Reading text >>
+++

One of the latest bailout memes going around is that maybe the government shouldn't have bailed out AIG, because an "AIG bailout" really means a bailout of the counter-parties, like Goldman Sachs, who were dumb enough to have AIG insure their transactions. Interestingly, one of the first people to voice this idea was none other than former AIG patriarch Hank Greenberg (whom I wrote about today), who's said that shareholders would have fared better in an AIG bankruptcy than in the federal bailout. Greenberg's take is odd--hey, wouldn't shareholders have been left with zip in a bankruptcy? But the more general complaint that about AIG--that it's not clear why the the government should be funding a $12-plus billion stealth bailout of Goldman--is understandable.
Understandable, but still wrong. One of the government's aims over the last months has been to separate toxic assets from good ones. If that's what you want to do, then AIG is by default a pretty good vehicle for doing it. It is in effect, a "bad bank"--one that has concentrated risk in bad CDOs that no one wanted. Backing AIG is in effect a way to get bad assets off other banks' balance sheets. It helps contain the cycle of failure.

+++

Data extract >>
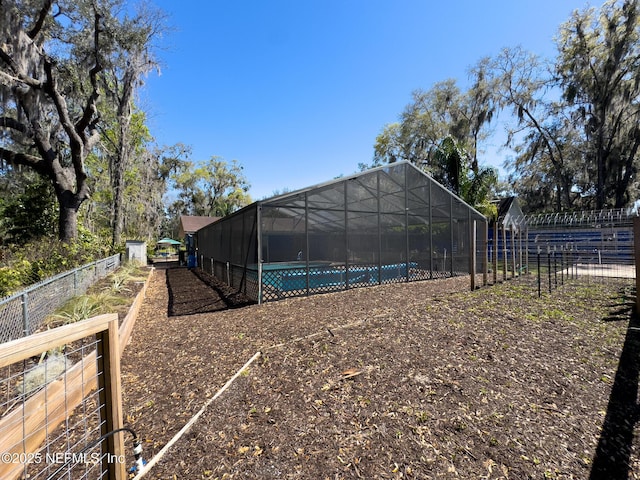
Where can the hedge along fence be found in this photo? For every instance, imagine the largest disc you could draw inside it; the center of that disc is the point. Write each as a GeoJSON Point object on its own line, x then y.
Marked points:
{"type": "Point", "coordinates": [31, 430]}
{"type": "Point", "coordinates": [23, 313]}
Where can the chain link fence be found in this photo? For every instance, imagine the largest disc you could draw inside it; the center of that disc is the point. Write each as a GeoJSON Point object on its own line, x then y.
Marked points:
{"type": "Point", "coordinates": [23, 313]}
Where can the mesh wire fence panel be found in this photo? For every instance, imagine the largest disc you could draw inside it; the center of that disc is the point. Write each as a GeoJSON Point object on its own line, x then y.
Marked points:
{"type": "Point", "coordinates": [23, 313]}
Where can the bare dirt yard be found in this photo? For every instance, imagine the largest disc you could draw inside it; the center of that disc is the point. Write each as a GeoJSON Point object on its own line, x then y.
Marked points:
{"type": "Point", "coordinates": [419, 380]}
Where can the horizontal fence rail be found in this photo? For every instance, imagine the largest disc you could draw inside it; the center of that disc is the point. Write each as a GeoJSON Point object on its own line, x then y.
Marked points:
{"type": "Point", "coordinates": [23, 313]}
{"type": "Point", "coordinates": [44, 378]}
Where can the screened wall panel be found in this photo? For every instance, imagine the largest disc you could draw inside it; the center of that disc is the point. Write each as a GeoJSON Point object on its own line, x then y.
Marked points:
{"type": "Point", "coordinates": [387, 225]}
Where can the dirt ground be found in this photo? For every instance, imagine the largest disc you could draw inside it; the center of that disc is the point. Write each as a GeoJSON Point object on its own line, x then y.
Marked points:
{"type": "Point", "coordinates": [418, 380]}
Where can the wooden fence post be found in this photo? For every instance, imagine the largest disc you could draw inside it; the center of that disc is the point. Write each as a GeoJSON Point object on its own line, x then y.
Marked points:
{"type": "Point", "coordinates": [110, 393]}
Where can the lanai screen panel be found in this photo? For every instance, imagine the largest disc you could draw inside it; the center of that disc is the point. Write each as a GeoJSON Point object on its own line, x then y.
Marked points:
{"type": "Point", "coordinates": [390, 224]}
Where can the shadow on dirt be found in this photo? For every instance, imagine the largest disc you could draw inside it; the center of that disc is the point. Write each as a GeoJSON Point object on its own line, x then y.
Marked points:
{"type": "Point", "coordinates": [611, 461]}
{"type": "Point", "coordinates": [192, 292]}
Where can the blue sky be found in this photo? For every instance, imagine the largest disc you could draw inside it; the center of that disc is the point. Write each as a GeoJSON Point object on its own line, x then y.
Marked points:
{"type": "Point", "coordinates": [297, 90]}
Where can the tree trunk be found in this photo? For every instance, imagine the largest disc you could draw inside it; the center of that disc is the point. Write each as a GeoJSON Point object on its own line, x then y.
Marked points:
{"type": "Point", "coordinates": [68, 218]}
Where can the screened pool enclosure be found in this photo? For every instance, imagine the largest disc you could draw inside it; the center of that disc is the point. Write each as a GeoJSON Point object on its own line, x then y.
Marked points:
{"type": "Point", "coordinates": [385, 225]}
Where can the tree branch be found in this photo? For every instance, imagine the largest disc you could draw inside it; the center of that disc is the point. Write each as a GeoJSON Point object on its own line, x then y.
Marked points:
{"type": "Point", "coordinates": [31, 161]}
{"type": "Point", "coordinates": [90, 108]}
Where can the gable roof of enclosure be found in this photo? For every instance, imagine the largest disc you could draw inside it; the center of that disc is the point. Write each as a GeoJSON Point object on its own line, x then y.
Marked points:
{"type": "Point", "coordinates": [326, 193]}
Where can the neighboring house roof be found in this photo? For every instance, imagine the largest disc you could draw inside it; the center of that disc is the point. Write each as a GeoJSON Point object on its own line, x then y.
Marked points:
{"type": "Point", "coordinates": [191, 223]}
{"type": "Point", "coordinates": [509, 212]}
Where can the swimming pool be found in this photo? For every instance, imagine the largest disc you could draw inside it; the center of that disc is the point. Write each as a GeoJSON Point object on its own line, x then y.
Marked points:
{"type": "Point", "coordinates": [292, 276]}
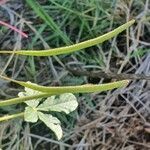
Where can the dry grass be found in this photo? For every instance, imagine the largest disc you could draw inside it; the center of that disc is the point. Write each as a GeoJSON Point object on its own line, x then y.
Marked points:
{"type": "Point", "coordinates": [114, 120]}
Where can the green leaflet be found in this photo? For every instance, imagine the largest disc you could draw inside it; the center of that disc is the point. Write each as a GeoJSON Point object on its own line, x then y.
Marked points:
{"type": "Point", "coordinates": [75, 47]}
{"type": "Point", "coordinates": [29, 92]}
{"type": "Point", "coordinates": [30, 114]}
{"type": "Point", "coordinates": [53, 123]}
{"type": "Point", "coordinates": [87, 88]}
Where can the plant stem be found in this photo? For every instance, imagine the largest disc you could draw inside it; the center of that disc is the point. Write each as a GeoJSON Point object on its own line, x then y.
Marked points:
{"type": "Point", "coordinates": [74, 47]}
{"type": "Point", "coordinates": [22, 99]}
{"type": "Point", "coordinates": [7, 117]}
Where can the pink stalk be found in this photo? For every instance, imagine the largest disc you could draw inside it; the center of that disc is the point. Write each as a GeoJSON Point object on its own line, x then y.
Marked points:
{"type": "Point", "coordinates": [14, 28]}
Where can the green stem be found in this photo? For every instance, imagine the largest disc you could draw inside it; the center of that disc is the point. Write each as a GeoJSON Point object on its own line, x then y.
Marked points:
{"type": "Point", "coordinates": [87, 88]}
{"type": "Point", "coordinates": [22, 99]}
{"type": "Point", "coordinates": [75, 47]}
{"type": "Point", "coordinates": [7, 117]}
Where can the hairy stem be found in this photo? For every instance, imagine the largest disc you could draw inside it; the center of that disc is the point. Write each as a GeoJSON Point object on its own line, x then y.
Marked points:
{"type": "Point", "coordinates": [75, 47]}
{"type": "Point", "coordinates": [7, 117]}
{"type": "Point", "coordinates": [22, 99]}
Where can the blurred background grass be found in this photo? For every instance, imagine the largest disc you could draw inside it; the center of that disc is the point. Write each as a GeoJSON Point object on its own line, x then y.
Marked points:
{"type": "Point", "coordinates": [55, 23]}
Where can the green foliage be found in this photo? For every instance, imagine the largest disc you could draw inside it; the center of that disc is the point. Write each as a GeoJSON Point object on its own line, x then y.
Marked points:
{"type": "Point", "coordinates": [39, 108]}
{"type": "Point", "coordinates": [66, 103]}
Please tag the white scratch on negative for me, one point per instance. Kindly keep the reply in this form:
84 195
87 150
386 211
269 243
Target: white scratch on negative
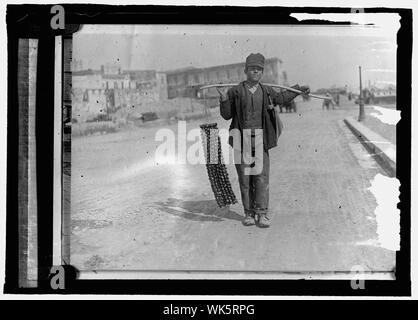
388 116
386 192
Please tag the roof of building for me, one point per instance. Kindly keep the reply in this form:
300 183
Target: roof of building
193 69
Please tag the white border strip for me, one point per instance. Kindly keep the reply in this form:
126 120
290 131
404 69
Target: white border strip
57 218
204 275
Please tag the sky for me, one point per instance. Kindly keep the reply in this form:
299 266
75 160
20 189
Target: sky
319 56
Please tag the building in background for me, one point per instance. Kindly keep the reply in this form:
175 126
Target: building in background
187 82
99 93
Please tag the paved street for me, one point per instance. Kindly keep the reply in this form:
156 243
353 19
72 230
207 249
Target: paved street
130 213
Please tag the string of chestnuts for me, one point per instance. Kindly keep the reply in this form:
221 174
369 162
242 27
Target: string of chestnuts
215 165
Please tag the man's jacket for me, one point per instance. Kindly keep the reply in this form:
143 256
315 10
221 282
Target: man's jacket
233 108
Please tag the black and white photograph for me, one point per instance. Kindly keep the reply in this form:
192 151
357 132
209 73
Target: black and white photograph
149 143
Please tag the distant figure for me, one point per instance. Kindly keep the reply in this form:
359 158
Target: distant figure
337 99
326 103
288 106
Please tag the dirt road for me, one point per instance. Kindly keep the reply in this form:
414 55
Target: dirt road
128 212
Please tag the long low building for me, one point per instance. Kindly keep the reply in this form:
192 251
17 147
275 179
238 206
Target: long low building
186 82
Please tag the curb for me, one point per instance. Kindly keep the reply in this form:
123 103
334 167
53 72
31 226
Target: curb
383 150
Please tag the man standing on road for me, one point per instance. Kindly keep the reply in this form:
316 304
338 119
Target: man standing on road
251 106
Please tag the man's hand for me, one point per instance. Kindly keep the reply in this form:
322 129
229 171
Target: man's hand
222 93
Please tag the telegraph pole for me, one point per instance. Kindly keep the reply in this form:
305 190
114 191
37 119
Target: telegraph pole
360 101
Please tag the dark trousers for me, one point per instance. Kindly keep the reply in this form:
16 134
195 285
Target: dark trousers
254 188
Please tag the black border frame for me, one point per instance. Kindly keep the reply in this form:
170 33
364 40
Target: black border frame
33 21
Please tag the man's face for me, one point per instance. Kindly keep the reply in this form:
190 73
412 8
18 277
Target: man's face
253 73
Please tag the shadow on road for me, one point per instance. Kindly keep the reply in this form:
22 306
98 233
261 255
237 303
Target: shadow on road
203 210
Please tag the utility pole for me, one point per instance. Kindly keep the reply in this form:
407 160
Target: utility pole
361 104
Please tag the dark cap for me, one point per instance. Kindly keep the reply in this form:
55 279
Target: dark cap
255 59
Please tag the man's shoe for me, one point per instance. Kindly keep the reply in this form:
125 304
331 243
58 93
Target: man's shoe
248 220
264 221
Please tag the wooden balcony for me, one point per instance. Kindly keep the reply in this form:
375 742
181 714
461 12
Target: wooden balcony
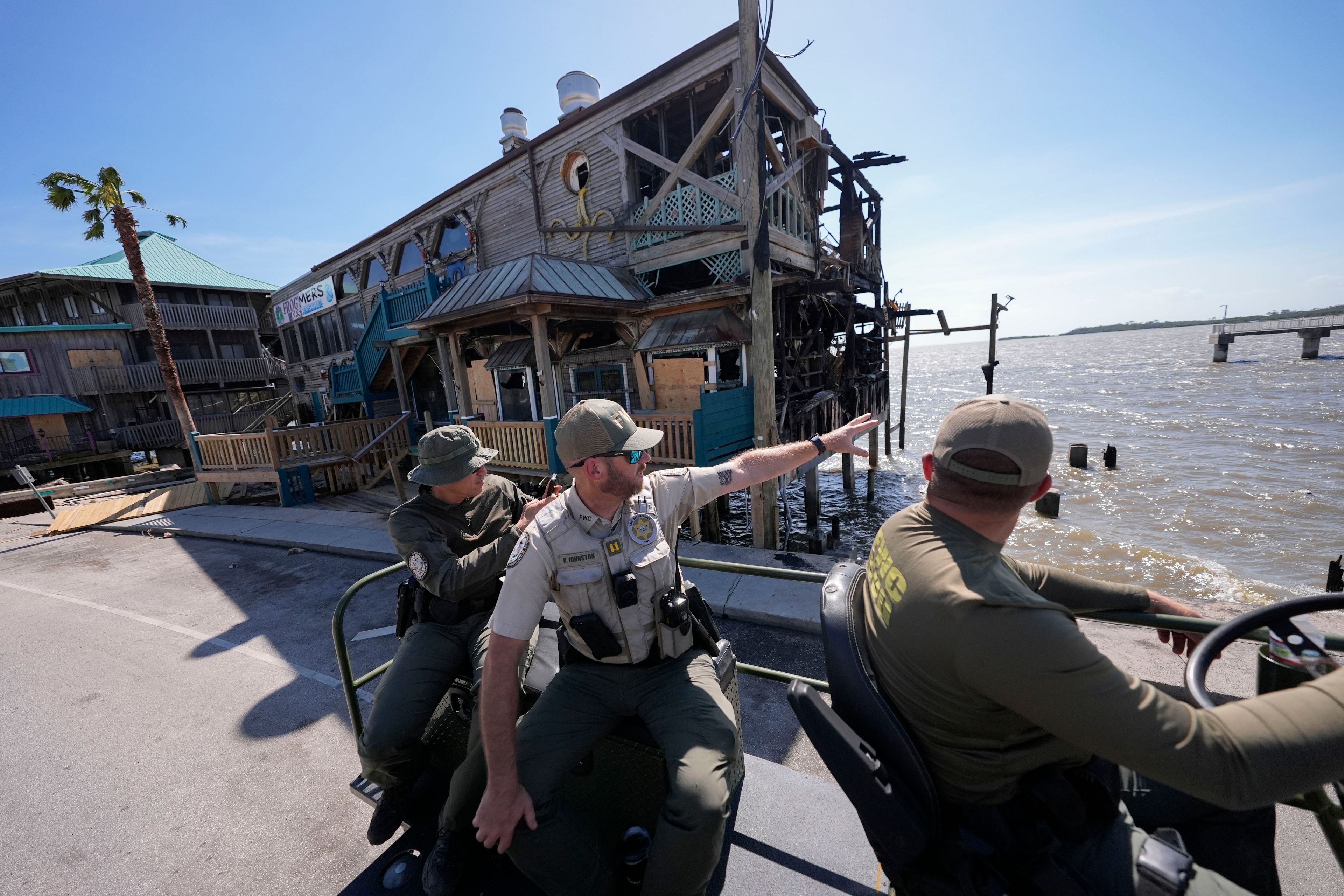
217 317
521 445
146 378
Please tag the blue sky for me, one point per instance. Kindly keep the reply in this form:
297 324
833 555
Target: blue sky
1100 162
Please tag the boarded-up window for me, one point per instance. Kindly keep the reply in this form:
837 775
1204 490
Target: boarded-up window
677 383
483 391
94 358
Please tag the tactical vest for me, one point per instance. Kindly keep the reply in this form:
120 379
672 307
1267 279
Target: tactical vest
584 569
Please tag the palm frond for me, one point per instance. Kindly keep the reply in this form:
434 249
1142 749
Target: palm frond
61 198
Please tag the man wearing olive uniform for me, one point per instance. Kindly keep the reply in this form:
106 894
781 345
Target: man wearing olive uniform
983 656
615 523
455 537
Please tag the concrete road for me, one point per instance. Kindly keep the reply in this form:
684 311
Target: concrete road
174 726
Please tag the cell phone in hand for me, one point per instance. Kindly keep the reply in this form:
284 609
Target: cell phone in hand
547 485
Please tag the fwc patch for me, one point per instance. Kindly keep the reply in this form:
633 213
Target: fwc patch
519 550
643 528
419 565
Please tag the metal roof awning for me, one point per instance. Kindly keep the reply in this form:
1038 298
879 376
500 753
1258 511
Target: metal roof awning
166 262
553 280
695 330
515 354
35 405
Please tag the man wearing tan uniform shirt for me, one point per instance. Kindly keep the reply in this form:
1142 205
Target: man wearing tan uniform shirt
625 659
984 659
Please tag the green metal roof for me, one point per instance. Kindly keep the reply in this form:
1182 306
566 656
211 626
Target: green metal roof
41 405
58 328
166 262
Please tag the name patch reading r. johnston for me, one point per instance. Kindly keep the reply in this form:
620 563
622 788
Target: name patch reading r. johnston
419 565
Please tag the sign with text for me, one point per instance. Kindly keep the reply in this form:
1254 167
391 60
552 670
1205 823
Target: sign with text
318 298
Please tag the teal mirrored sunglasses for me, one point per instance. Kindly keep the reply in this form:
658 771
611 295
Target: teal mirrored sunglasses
631 457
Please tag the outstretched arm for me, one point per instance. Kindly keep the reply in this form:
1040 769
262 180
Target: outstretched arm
758 465
504 803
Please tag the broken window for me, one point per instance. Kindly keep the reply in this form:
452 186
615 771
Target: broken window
670 128
411 258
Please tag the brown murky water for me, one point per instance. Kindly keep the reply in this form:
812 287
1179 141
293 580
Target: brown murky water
1230 483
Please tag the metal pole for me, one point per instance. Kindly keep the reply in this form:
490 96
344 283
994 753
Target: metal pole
905 377
26 479
994 335
886 360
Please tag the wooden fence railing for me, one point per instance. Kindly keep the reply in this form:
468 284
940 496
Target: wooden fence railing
519 444
354 455
678 445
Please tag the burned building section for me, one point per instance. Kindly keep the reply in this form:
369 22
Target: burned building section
660 246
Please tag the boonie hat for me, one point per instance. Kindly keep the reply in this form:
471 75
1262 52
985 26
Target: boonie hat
1000 424
597 426
448 455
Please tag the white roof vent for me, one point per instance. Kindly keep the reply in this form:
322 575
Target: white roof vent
514 124
577 91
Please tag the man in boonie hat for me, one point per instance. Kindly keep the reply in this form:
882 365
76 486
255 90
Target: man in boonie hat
1021 719
605 551
455 537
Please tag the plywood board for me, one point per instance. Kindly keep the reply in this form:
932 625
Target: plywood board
677 383
94 358
483 391
173 498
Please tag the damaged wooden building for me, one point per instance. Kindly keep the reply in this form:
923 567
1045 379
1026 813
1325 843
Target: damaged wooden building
660 246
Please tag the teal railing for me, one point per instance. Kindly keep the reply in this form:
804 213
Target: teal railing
690 205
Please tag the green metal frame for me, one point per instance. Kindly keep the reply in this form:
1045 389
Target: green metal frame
1328 814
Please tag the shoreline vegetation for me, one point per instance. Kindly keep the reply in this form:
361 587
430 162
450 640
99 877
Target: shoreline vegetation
1128 326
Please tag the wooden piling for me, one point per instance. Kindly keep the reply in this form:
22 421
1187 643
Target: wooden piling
750 155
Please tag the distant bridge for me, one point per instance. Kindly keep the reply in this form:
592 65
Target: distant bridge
1310 330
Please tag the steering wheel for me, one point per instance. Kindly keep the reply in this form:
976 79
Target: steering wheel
1279 618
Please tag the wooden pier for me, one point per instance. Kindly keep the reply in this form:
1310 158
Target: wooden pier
1310 330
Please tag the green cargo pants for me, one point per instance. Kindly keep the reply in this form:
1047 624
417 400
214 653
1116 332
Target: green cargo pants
685 710
430 656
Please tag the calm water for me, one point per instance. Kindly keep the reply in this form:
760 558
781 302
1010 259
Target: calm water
1230 479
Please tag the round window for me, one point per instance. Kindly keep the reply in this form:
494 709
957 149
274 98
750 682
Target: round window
574 171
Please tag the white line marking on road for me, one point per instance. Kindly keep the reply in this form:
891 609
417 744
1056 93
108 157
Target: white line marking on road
374 633
219 643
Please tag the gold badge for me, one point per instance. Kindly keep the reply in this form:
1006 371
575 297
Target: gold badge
643 528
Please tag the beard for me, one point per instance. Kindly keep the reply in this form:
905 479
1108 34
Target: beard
624 481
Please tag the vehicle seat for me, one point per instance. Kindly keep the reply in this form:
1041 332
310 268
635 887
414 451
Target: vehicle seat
862 738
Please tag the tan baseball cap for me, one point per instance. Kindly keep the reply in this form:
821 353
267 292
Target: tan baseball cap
596 426
1000 424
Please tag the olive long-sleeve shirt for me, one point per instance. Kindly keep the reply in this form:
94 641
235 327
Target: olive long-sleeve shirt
986 662
457 551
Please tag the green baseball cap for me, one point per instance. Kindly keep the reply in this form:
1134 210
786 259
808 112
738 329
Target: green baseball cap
1000 424
448 455
597 426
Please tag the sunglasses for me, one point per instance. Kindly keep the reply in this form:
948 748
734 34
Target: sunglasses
631 457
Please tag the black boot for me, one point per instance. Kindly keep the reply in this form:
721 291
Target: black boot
389 813
451 863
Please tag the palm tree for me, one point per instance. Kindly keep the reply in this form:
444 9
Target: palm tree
105 198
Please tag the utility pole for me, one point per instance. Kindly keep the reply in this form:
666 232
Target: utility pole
749 154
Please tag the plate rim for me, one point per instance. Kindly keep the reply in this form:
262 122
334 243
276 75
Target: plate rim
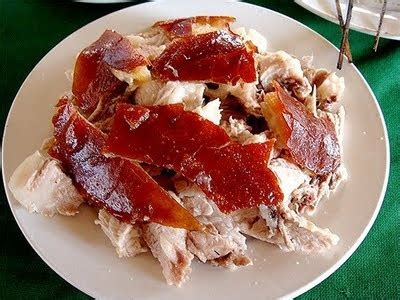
352 25
308 286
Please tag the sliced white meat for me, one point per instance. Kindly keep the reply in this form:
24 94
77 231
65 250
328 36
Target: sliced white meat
134 79
289 176
126 238
223 245
254 37
162 93
41 186
168 245
284 68
331 89
285 228
329 86
150 44
210 111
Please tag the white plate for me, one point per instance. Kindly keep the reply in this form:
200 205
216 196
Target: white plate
364 19
78 250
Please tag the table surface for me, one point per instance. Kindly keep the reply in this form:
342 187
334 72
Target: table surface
30 28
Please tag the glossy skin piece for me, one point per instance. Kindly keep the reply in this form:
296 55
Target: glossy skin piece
218 56
233 175
311 141
161 135
120 186
93 80
183 27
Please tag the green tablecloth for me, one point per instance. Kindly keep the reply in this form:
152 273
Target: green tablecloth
30 28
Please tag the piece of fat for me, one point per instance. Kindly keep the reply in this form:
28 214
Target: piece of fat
126 238
40 185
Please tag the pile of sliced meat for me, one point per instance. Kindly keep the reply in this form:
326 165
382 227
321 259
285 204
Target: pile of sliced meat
188 138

+++

Set of tasks >>
- A) What are the sentences in the second paragraph of the bailout commentary? List each one in order.
- B) Print the part of the bailout commentary that opens with the words containing "Understandable, but still" and closes with "cycle of failure.".
The material isn't needed for anything here.

Expected results >>
- A)
1. Understandable, but still wrong.
2. One of the government's aims over the last months has been to separate toxic assets from good ones.
3. If that's what you want to do, then AIG is by default a pretty good vehicle for doing it.
4. It is in effect, a "bad bank"--one that has concentrated risk in bad CDOs that no one wanted.
5. Backing AIG is in effect a way to get bad assets off other banks' balance sheets.
6. It helps contain the cycle of failure.

- B)
Understandable, but still wrong. One of the government's aims over the last months has been to separate toxic assets from good ones. If that's what you want to do, then AIG is by default a pretty good vehicle for doing it. It is in effect, a "bad bank"--one that has concentrated risk in bad CDOs that no one wanted. Backing AIG is in effect a way to get bad assets off other banks' balance sheets. It helps contain the cycle of failure.